- ACTIVITY: Could you write out all the records once more, exactly?

Start of DATASET RECORDS

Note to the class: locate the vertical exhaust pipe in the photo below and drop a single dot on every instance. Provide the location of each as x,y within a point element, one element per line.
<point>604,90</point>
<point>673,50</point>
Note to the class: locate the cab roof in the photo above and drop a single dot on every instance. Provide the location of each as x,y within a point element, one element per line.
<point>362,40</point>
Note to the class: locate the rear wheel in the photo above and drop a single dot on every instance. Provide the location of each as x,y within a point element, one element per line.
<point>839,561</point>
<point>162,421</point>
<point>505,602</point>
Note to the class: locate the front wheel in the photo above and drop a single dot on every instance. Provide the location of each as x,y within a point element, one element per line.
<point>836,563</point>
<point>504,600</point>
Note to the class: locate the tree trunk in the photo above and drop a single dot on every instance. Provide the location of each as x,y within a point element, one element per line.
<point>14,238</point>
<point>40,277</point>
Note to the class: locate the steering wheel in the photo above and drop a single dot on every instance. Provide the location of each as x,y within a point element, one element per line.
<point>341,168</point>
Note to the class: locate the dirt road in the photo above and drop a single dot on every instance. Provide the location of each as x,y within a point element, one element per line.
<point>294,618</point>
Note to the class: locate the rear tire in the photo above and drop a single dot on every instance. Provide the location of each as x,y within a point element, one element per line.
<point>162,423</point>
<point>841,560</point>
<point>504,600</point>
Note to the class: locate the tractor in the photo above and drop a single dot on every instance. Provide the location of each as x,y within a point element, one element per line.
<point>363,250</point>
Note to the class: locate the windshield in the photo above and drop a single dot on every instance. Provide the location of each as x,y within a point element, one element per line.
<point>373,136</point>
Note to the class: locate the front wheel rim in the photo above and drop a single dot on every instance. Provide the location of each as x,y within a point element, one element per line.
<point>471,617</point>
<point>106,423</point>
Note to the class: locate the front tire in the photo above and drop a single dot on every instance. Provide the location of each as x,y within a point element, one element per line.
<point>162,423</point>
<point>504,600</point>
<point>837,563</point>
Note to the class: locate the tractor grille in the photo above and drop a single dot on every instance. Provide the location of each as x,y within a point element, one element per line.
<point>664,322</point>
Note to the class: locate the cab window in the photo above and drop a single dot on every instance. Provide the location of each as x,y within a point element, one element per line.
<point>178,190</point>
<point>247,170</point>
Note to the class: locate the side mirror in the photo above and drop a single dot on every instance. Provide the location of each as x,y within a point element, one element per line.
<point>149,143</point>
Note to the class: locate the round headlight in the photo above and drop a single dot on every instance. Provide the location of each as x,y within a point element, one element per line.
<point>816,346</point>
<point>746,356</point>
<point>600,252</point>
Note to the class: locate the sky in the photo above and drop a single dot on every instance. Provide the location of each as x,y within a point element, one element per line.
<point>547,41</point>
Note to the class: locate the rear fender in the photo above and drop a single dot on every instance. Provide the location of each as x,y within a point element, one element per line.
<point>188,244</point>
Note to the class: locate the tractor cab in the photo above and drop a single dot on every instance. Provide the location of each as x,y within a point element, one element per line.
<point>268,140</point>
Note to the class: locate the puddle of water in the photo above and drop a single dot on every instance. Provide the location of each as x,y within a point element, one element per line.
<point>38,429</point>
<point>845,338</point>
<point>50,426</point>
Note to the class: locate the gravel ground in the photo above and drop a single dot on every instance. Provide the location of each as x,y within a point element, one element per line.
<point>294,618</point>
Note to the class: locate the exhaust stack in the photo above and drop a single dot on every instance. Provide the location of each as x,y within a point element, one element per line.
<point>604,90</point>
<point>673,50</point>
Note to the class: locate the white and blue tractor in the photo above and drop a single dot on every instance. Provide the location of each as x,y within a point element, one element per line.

End of DATASET RECORDS

- THE ANSWER:
Note to the class: locate the vertical exhaust pipe in the photo below and drop a single dot on every instance. Provide the location of each as x,y within a point element, one element per line.
<point>604,90</point>
<point>673,50</point>
Note to the class: locate the cab roof in the photo above and drop a single dot on every instance. Provide the location of each as x,y within a point element, one element per line.
<point>362,40</point>
Note to the class: locate the rear wheel in the photo above and drop a single dot on every instance. Provide the location of each as x,y within a point element, one element per line.
<point>839,561</point>
<point>162,421</point>
<point>505,602</point>
Note to the class: locate the front wheel in the photo above and drop a single dot on every instance. Provide the location of each as x,y within a point element, one element per line.
<point>836,563</point>
<point>504,600</point>
Note to the class: locate the tree trunk in the photo above and drop a single dot on every instance. Provide the location of each as x,y within a point element, one element per line.
<point>14,238</point>
<point>40,277</point>
Note to the class: locate the steering wheel in the photo above and drop a single dot on every instance. Provide the location of each as x,y within a point element, one element per line.
<point>341,168</point>
Note to the class: locate the dirt road in the photo above and drop a single dot on every instance. Provide the location of each as x,y within a point element, one element per line.
<point>294,618</point>
Note to the class: locate the rear tire in the photo above and drop a single dot on every instance. Provide the location of each as x,y within a point element, one element per line.
<point>162,423</point>
<point>841,560</point>
<point>504,600</point>
Note to the class: locate the tractor in the photo above and drop a single dot on every instance. Provide the location of each as x,y within a point element, one element per line.
<point>363,250</point>
Note to the class: locate the windshield in the photo above and drop a single dot on every instance. Provide the location of each as x,y within a point element, one element per line.
<point>373,136</point>
Note to the class: locate the front wheel rim in the photo above and drop a single dot on every instance. Provide the location of each as x,y within a point element, one element per line.
<point>471,617</point>
<point>106,423</point>
Note to the class: locate the front tire in the photo above and drop a single dot on every instance. Provide the location of each as x,y within a point element, one element per line.
<point>162,423</point>
<point>504,600</point>
<point>837,563</point>
Note to the class: locate the tractor grille in the photo above and drop a single dot on every instance. Provide the location of each as x,y within a point element, one element per line.
<point>664,322</point>
Note to the class: locate the cab window in the photo above and drop a single dot on every instance. Provide the location of each as x,y within a point element, one element per line.
<point>178,190</point>
<point>247,170</point>
Note to the class: locate the side mirror in the photo above and drop a single dot on every instance. Provide the location of each as x,y within a point element, one element per line.
<point>149,143</point>
Note to the class: locate the round headlight in the photo above and drop a single dot on every instance. Provide the location of each as x,y within a point element, one element per line.
<point>816,346</point>
<point>746,356</point>
<point>600,252</point>
Note to the class: locate the sky in the photo above and drop a single dot on every instance. Provide the location of each as x,y within a point element, one element per line.
<point>547,41</point>
Note to the class: locate the rear fender in the photo above and drop a single dot on every instance. Provide the location of each as x,y within a point element, one element per line.
<point>188,244</point>
Note to the class: locate the tractor cab in the photo above and drop a single dot on every instance. Provide the location of each as x,y within a point element, one element per line.
<point>268,140</point>
Note to the class: locate the puddle of water in the photo above and drop a single dot on every instance. Provide the location of each as x,y within a point element, one element per line.
<point>38,429</point>
<point>845,338</point>
<point>50,426</point>
Note to the class: locate the gravel ground in the photo above and drop a single dot on every instance. Provide the location of each as x,y within a point element, one element per line.
<point>294,618</point>
Note to the class: locate the exhaust stack in the photo above and drop a single dot on every instance. Provide the location of each as x,y within a point element, one element per line.
<point>604,90</point>
<point>673,50</point>
Note to the class: locate the white and blue tractor in the photo above and drop a single dot on every instance. Provide the location of each as x,y within a point element, one element per line.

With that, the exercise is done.